> **Texte du document**:
○ ○ ○ ○ ○ ○ ○

Marques : Tofranil, Anafranil, Laroxyl, Prozac, Deroxat, etc.
Les hypnotiques (ou somnifères) abaissent la vigilance et par là favorisent le sommeil.
Marques : Mogadon, Halcion, Rohypnol, Stilnox, Imovane, etc.
Les neuroleptiques sont utilisés pour le traitement des psychoses.
Marques : Largactil, Dogmatil, Nozinan, Droleptan.
Les régulateurs de l'humeur traitent les troubles graves de l'humeur (psychose maniaco-dépressive).
Molécules : lithium, carbamazépine.
LE PROZAC : LA STAR DES ANTIDEPRESSEURS Le Prozac compte 11 millions de consommateurs dans le monde, dont 6 millions aux Etats-Unis. En France il a conquis près de la moitié du marché des antidépresseurs. Pilule miracle pour le patient ? Le Prozac a une efficacité... comparable à celle d'autres antidépresseurs , concluait en 1994 une étude américaine. Le succès de cette molécule tient sans doute à la diminution des effets secondaires indésirables... mais peut-être aussi à des effets secondaires des plus désirables. C'est en tout cas une pilule miracle pour Eli Lilly, qui en tire le tiers de ses revenus et une bonne partie de ses confortables profits : en 1995, le groupe a affiché une marge nette de 34 %. Trop de succès peut nuire.
Soupçonnés de pousser un peu trop fort sur la promotion, les responsables d'Eli Lilly adoptent un profil bas et s'affirment préoccupés par les débats médiatiques autour de notre médicament, qui peuvent induire des comportements irrationnels chez les patients .
LE TEMESTA, TRANQUILLISANT FAMILIER La consommation de tranquillisants a beau connaître une certaine décélération, le Témesta (du laboratoire Wyeth) caracole à la troisième place des produits les plus prescrits par les médecins français, talonné de près par le Lexomil (du laboratoire Roche). Les deux médicaments appartiennent à la famille des benzodiazépines, très efficaces sur l'anxiété pathologique, mais présentant des effets secondaires qui devraient limiter leur emploi dans le temps : effet sédatif, problèmes de coordination motrice, troubles de la mémoire, risques de dépendance. Une nouvelle génération de tranquillisants est apparue qui présente moins d'effets secondaires, mais les benzodiazépines, sérieusement concurrencées dans le domaine des somnifères, tiennent encore le haut du pavé dans celui des tranquillisants, avec une quinzaine de molécules commercialisées.

○ ○ ○ ○ ○ ○ ○

> **Extraits de données**:
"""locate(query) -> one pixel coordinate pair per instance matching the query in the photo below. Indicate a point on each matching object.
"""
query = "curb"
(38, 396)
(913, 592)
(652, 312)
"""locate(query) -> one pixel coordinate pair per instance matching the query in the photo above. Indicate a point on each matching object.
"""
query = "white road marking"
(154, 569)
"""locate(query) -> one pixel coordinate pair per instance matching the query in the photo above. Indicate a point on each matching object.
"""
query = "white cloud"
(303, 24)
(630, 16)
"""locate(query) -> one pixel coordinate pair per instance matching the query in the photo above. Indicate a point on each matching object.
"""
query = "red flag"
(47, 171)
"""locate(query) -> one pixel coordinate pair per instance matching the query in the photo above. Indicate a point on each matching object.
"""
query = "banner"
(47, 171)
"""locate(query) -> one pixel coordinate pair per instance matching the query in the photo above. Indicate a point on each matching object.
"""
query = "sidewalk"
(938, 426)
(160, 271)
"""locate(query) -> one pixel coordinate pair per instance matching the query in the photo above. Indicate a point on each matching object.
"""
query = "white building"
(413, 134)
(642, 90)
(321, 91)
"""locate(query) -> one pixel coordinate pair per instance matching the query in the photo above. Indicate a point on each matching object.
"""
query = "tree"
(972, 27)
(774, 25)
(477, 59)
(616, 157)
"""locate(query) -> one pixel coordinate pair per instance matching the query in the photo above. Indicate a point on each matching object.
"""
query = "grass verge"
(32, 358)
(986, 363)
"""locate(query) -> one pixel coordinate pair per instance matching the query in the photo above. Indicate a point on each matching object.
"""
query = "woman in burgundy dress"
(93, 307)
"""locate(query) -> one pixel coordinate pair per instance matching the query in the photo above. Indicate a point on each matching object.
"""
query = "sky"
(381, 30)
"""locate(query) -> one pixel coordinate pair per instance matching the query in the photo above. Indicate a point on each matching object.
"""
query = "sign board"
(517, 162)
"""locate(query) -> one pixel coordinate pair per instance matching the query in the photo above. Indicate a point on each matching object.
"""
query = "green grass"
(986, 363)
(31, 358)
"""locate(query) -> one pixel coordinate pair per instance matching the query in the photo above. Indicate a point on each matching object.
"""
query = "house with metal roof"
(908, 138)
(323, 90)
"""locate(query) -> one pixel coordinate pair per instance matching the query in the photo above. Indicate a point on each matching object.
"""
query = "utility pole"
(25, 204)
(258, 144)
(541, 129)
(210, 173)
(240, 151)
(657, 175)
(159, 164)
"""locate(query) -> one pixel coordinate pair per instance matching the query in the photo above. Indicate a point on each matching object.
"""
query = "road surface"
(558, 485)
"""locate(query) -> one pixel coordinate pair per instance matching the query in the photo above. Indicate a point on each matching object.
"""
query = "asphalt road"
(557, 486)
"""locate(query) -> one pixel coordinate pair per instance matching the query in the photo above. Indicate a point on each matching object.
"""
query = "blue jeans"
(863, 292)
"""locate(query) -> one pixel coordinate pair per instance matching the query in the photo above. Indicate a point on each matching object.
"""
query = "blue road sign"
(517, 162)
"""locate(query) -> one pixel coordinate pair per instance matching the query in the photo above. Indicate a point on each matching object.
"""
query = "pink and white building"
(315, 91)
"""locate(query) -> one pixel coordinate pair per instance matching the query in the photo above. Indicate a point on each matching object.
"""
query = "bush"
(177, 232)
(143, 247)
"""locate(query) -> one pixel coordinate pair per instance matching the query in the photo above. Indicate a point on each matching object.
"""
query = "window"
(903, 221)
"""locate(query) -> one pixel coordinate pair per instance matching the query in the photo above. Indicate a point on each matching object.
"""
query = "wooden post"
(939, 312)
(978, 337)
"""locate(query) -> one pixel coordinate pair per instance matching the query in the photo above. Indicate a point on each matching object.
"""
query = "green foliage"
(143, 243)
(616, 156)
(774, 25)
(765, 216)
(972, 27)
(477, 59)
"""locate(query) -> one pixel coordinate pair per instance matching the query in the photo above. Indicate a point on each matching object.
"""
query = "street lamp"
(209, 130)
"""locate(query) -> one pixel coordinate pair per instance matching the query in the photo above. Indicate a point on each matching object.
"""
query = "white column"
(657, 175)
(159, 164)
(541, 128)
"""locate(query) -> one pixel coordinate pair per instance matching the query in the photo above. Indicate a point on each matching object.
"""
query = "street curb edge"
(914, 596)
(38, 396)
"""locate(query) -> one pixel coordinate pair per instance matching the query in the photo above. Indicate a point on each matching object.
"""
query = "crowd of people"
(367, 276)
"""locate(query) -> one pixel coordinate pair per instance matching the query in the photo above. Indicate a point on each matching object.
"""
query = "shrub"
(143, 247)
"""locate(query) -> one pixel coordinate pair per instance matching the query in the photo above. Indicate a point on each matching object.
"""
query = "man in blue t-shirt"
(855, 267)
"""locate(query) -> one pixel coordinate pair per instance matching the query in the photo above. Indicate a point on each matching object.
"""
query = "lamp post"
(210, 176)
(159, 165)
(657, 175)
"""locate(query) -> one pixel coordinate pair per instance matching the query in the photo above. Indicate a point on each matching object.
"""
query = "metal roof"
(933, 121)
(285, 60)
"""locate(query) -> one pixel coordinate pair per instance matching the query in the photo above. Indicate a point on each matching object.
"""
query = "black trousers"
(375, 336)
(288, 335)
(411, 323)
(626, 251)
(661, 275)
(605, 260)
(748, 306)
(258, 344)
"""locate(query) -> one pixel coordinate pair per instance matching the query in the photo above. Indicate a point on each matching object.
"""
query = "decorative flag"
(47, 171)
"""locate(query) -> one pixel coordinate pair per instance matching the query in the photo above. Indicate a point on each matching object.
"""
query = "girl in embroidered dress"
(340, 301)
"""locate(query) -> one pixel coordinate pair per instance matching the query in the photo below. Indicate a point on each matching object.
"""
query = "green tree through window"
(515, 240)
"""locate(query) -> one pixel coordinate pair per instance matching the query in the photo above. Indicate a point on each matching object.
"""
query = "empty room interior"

○ ○ ○ ○ ○ ○ ○

> **À vous**: Recopiez, dans le texte sur les médicaments psychotropes, tout ce qui va de « Molécules : lithium, carbamazépine. » jusqu'à « succès peut nuire. ».

> **Résultat**:
Molécules : lithium, carbamazépine.
LE PROZAC : LA STAR DES ANTIDEPRESSEURS Le Prozac compte 11 millions de consommateurs dans le monde, dont 6 millions aux Etats-Unis. En France il a conquis près de la moitié du marché des antidépresseurs. Pilule miracle pour le patient ? Le Prozac a une efficacité... comparable à celle d'autres antidépresseurs , concluait en 1994 une étude américaine. Le succès de cette molécule tient sans doute à la diminution des effets secondaires indésirables... mais peut-être aussi à des effets secondaires des plus désirables. C'est en tout cas une pilule miracle pour Eli Lilly, qui en tire le tiers de ses revenus et une bonne partie de ses confortables profits : en 1995, le groupe a affiché une marge nette de 34 %. Trop de succès peut nuire.